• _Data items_
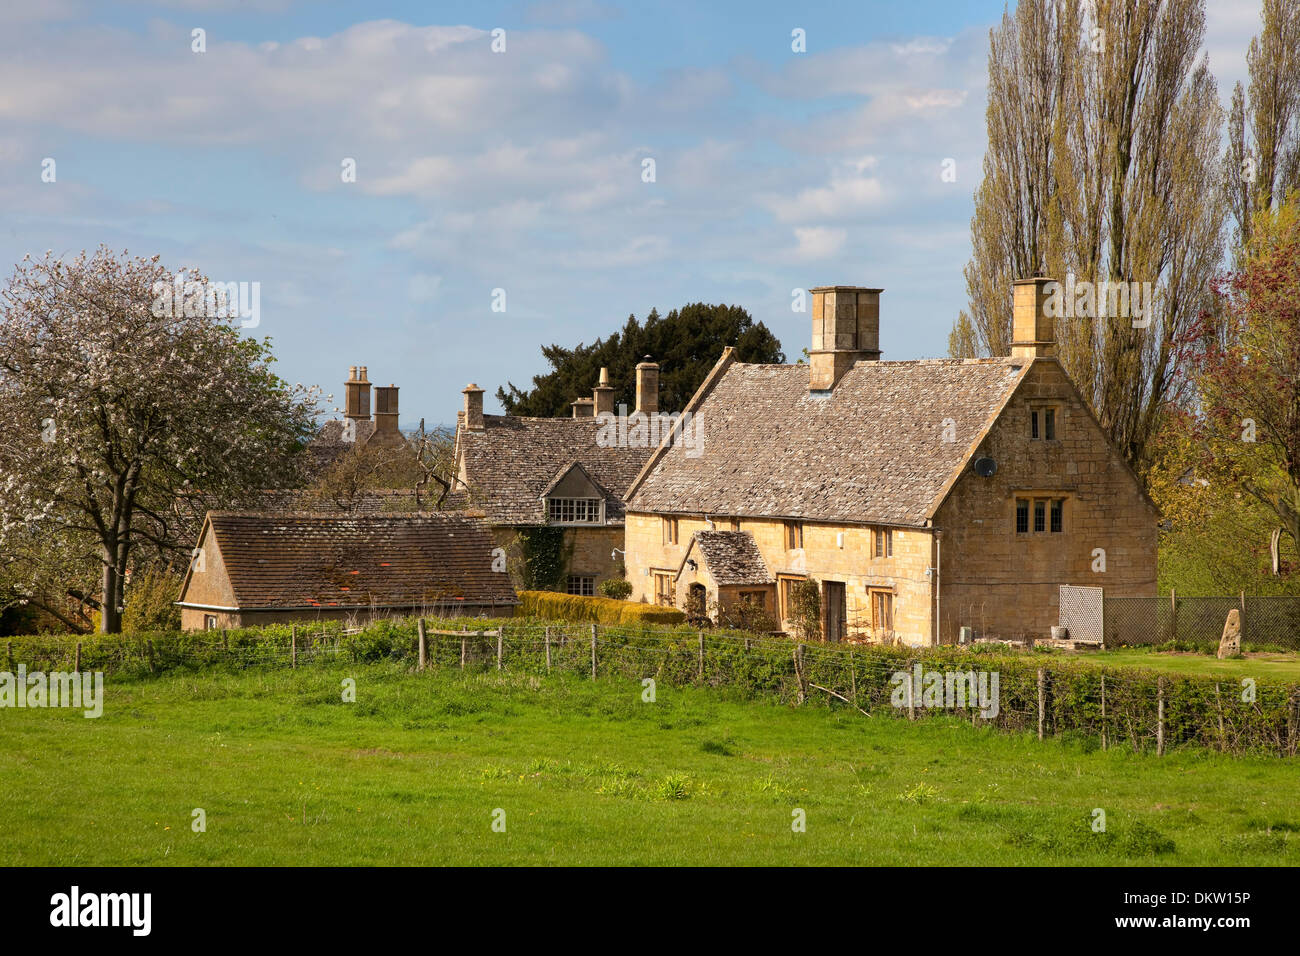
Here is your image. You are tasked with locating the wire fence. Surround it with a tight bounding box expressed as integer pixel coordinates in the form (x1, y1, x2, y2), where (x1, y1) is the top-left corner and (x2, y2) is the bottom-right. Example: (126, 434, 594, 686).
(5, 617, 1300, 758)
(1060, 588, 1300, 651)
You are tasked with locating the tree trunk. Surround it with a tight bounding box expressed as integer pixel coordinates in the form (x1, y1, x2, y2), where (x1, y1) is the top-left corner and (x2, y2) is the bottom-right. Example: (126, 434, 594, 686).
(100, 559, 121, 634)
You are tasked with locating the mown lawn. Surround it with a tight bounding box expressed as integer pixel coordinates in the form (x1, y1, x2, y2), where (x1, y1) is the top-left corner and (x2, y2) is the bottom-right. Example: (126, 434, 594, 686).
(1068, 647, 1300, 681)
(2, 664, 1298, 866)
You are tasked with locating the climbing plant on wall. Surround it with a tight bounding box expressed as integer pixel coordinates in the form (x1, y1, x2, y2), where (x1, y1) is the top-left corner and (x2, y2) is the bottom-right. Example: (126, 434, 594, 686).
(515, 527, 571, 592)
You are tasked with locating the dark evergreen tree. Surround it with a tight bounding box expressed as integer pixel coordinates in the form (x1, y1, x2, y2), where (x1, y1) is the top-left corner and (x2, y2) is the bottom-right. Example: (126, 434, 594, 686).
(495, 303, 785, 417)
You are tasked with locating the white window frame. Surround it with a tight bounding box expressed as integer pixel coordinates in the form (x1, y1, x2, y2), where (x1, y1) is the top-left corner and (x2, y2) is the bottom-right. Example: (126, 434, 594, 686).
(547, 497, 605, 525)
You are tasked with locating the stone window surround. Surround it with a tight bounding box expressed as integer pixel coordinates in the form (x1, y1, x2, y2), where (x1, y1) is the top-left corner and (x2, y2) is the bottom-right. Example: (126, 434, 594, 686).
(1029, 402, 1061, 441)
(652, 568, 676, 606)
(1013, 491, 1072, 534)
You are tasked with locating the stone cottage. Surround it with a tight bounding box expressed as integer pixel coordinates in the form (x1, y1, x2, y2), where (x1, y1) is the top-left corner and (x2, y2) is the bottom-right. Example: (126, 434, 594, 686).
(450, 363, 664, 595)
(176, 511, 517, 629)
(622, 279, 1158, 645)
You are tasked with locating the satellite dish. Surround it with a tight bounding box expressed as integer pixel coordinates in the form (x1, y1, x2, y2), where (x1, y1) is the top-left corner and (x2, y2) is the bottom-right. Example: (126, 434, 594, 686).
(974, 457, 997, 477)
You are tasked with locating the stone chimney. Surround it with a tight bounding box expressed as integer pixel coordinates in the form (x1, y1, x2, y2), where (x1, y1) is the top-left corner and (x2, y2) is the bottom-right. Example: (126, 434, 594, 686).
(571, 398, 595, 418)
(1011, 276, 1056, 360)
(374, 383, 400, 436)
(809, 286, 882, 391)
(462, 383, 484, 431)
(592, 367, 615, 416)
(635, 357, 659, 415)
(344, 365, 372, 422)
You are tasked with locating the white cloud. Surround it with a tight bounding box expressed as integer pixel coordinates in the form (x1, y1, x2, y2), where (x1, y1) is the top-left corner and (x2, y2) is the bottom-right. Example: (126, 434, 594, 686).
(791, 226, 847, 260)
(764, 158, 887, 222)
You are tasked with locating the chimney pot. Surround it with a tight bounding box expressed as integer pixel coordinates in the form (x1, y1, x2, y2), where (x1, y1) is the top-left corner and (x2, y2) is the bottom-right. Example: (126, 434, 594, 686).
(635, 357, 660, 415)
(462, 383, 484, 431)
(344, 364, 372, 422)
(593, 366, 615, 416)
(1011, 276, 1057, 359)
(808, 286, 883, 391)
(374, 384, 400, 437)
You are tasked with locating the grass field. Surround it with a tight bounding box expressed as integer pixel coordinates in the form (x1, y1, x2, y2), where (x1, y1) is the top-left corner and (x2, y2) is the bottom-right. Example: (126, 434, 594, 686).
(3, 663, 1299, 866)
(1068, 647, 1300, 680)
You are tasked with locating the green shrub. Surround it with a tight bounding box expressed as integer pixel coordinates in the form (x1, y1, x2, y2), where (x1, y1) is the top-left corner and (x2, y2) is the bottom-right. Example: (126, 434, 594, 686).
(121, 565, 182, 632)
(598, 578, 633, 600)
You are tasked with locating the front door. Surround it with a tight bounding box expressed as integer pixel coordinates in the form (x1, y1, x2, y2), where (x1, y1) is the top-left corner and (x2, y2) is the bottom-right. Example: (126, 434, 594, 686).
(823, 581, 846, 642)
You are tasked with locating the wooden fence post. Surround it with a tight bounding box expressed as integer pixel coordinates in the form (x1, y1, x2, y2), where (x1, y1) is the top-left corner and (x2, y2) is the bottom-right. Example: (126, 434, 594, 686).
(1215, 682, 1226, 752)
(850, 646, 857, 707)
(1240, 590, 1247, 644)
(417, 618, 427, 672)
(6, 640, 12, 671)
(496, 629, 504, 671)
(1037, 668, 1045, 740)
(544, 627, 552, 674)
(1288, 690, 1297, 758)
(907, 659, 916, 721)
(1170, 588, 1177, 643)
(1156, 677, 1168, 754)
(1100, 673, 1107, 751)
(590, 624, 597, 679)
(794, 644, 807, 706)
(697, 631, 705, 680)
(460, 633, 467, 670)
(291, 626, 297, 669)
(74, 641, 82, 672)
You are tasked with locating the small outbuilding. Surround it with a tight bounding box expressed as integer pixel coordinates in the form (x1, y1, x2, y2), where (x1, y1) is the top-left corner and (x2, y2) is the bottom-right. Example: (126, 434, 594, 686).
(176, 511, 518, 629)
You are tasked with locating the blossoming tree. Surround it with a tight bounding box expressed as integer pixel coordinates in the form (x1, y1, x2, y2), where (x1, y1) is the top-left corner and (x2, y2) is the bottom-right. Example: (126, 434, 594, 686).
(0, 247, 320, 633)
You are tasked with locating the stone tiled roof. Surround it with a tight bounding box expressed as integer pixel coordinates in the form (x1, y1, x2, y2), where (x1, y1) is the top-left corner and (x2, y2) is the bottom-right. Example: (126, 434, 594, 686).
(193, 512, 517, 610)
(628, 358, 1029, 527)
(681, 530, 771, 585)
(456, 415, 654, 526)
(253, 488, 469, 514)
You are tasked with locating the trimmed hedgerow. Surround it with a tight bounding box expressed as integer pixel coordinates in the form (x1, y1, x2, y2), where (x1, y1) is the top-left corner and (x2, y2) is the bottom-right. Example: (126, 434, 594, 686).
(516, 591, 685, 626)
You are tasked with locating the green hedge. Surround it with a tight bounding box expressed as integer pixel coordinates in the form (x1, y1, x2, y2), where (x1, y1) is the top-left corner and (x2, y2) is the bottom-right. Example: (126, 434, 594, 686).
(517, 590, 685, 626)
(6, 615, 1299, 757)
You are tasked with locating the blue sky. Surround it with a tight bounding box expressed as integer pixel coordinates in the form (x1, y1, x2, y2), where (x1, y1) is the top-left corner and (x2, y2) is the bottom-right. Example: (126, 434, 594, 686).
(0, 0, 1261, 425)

• _Work to be completed_
Each record has to be set down verbatim, and the pictures must not appear in the copy.

• _Response_
Here is your image. You are tasked with locating the wire fence. Surround it with a tight bounding box expressed as integer pixel coordinates in the form (x1, y1, x2, y2), where (x1, y1) is the top-left corner and (x2, y2) is the bottom-right. Example: (126, 434, 594, 686).
(5, 617, 1300, 758)
(1060, 588, 1300, 651)
You are tasked with locating the tree trunk. Surround it with a tight bounding box expressed as integer pixel coordinates in the form (x1, y1, x2, y2), where (x1, y1) is the top-left corner and (x2, y2) is the bottom-right. Example: (126, 434, 594, 686).
(100, 559, 121, 634)
You are tasked with locating the mown lawn. Surround it with a tight bounding box expressed as integer pixel coordinates in the form (x1, y1, x2, y2), where (x1, y1) is the top-left corner and (x2, y2) is the bottom-right. Example: (126, 434, 594, 686).
(1068, 647, 1300, 681)
(2, 664, 1298, 866)
You are tasked with locating the climbing plant on wall. Surround it with a tight bounding box expressed as integer pixel coordinates in the form (x1, y1, x2, y2), where (x1, y1) is the top-left corner and (x2, y2) is the bottom-right. Example: (126, 434, 594, 686).
(515, 527, 571, 592)
You are tasked with locating the dark evergreen tree. Surround it with a tight bounding box expressed as integer pixel coordinates in the form (x1, y1, x2, y2), where (x1, y1) is the top-left corner and (x2, y2) is the bottom-right. Example: (126, 434, 594, 686).
(495, 303, 785, 417)
You are tasked with locating the white window frame. Surround it with a tight bounding box expressed as integer pixel coordinates in the form (x1, y1, x2, y2), where (x1, y1) is the top-left corner and (x2, y2) is the bottom-right. Example: (126, 434, 594, 686).
(547, 497, 605, 525)
You are tasked with locating the stone window surround. Surround it with a tight bounding box expressed as integer pixel coordinates in the form (x1, y1, x2, y2), where (x1, y1) is the top-left corner and (x2, y2) is the bottom-right. Example: (126, 434, 594, 686).
(1029, 402, 1061, 441)
(652, 568, 676, 606)
(1013, 491, 1072, 534)
You are tasked with locating the stone cottage. Surround it with a tight bounding box expressed as integer pixel coordinates in the form (x1, y1, x2, y2), where (x1, y1) is the top-left corner and (x2, y2) is the bottom-right. Example: (126, 434, 594, 686).
(450, 363, 664, 595)
(176, 511, 517, 629)
(622, 279, 1158, 645)
You are tasked with locating the satellite dish. Surround it with a tight bounding box expressed as integer pixel coordinates in the form (x1, y1, x2, y2), where (x1, y1) is the top-left corner and (x2, y2) is the bottom-right. Example: (126, 434, 594, 686).
(974, 457, 997, 477)
You are tasked with locating the stone chimney. Surround it with a tight bounding box expressed as integer pixel coordinates in the form (x1, y1, x2, y2), where (x1, y1) is the top-left corner and (x2, y2) is the bottom-right. Example: (126, 434, 594, 686).
(571, 398, 595, 418)
(1011, 276, 1056, 360)
(374, 383, 400, 436)
(809, 286, 882, 391)
(462, 383, 484, 431)
(592, 367, 615, 416)
(635, 357, 659, 415)
(344, 365, 372, 422)
You are tasked with locating the white cloud. Surround it with a tight bounding box expressed as integer pixel coordinates in the form (x1, y1, x2, y2), where (x1, y1) is the top-left corner and (x2, y2) is the bottom-right. Example: (126, 434, 594, 686).
(791, 226, 847, 260)
(764, 158, 887, 222)
You are tasked with locating the chimney pot. Surround it with a tight bounding box expressed as integer pixel coordinates in the form (x1, y1, x2, y2), where (x1, y1) is the top-left corner and (x2, y2) is the bottom-right. Example: (126, 434, 594, 686).
(635, 357, 660, 415)
(462, 383, 484, 431)
(344, 364, 372, 422)
(593, 366, 615, 416)
(1011, 276, 1057, 359)
(808, 286, 883, 391)
(374, 384, 400, 437)
You are tasked with locating the grass field. Surround it with a tight bounding box expressed as integer pixel coordinates in the form (x1, y1, x2, y2), where (x1, y1) is the top-left corner and (x2, y2) is the bottom-right. Example: (126, 434, 594, 686).
(3, 663, 1299, 866)
(1068, 647, 1300, 680)
You are tasked with locating the green shrub. Surround it with a tight bounding box expressed as integer pixel coordinates in the form (x1, y1, x2, y2), where (x1, y1) is the top-left corner and (x2, y2) is the bottom-right. Example: (126, 434, 594, 686).
(121, 565, 182, 632)
(598, 578, 633, 600)
You are tasked with locating the front door. Surround it with a tight bounding box expressed as integer pixel coordinates in the form (x1, y1, x2, y2), where (x1, y1) is the top-left corner and (x2, y2) is the bottom-right. Example: (126, 434, 594, 686).
(823, 581, 846, 642)
You are tasked with locating the wooden fence post. Surround it with a tight bounding box expressed as integer pixel coordinates in the form (x1, y1, x2, y2), where (x1, y1) is the top-left corner and (x2, y2) is the bottom-right. Example: (126, 434, 594, 686).
(1215, 682, 1226, 752)
(850, 646, 857, 707)
(1240, 590, 1247, 644)
(417, 618, 427, 672)
(6, 640, 12, 671)
(496, 629, 504, 671)
(1037, 668, 1045, 740)
(544, 627, 552, 674)
(1288, 690, 1297, 758)
(907, 659, 916, 721)
(1170, 588, 1177, 643)
(1156, 677, 1168, 754)
(1100, 673, 1107, 751)
(590, 624, 597, 679)
(794, 644, 807, 706)
(697, 631, 705, 680)
(460, 633, 467, 670)
(291, 626, 297, 669)
(74, 641, 82, 672)
You are tasked with locating the small outbuilding. Surround it with a tight bounding box expressed as integer pixel coordinates in the form (x1, y1, x2, y2), where (x1, y1) is the top-left corner and (x2, y2) is the bottom-right. Example: (126, 434, 594, 686).
(176, 511, 518, 629)
You are tasked with locating the blossoming tree. Surround it with a tight bounding box expressed as integer pixel coordinates in the form (x1, y1, x2, y2), where (x1, y1) is the top-left corner and (x2, y2) is the bottom-right. Example: (126, 434, 594, 686).
(0, 247, 320, 633)
You are tasked with locating the stone tiled roof. Surround it with a tight bounding box expressed as integer pixel coordinates in the form (x1, y1, x2, y2), where (x1, y1) is the top-left corner and (x2, y2) is the bottom-right. Example: (126, 434, 594, 686).
(193, 512, 517, 610)
(628, 358, 1029, 527)
(681, 530, 771, 585)
(456, 415, 654, 526)
(253, 488, 469, 514)
You are tasked with locating the trimmed hedgerow. Surround it with a tight bounding box expressed as integer pixel coordinates in the form (x1, y1, x2, y2), where (x1, y1) is the top-left corner and (x2, y2) is the bottom-right. Example: (126, 434, 594, 686).
(516, 591, 685, 626)
You are tasked with locating the green hedge. Surround it with a tight bounding box expressed as integer pixel coordinates in the form (x1, y1, x2, y2), where (x1, y1) is the top-left corner and (x2, y2) is the bottom-right. Example: (126, 434, 594, 686).
(517, 590, 685, 626)
(6, 615, 1299, 757)
You are tasked with locating the blue sky. Surround it with a tight bounding box expressed as integer pixel coordinates in the form (x1, y1, x2, y2), where (x1, y1) is the top-left corner and (x2, y2) is the bottom-right. Example: (126, 434, 594, 686).
(0, 0, 1261, 425)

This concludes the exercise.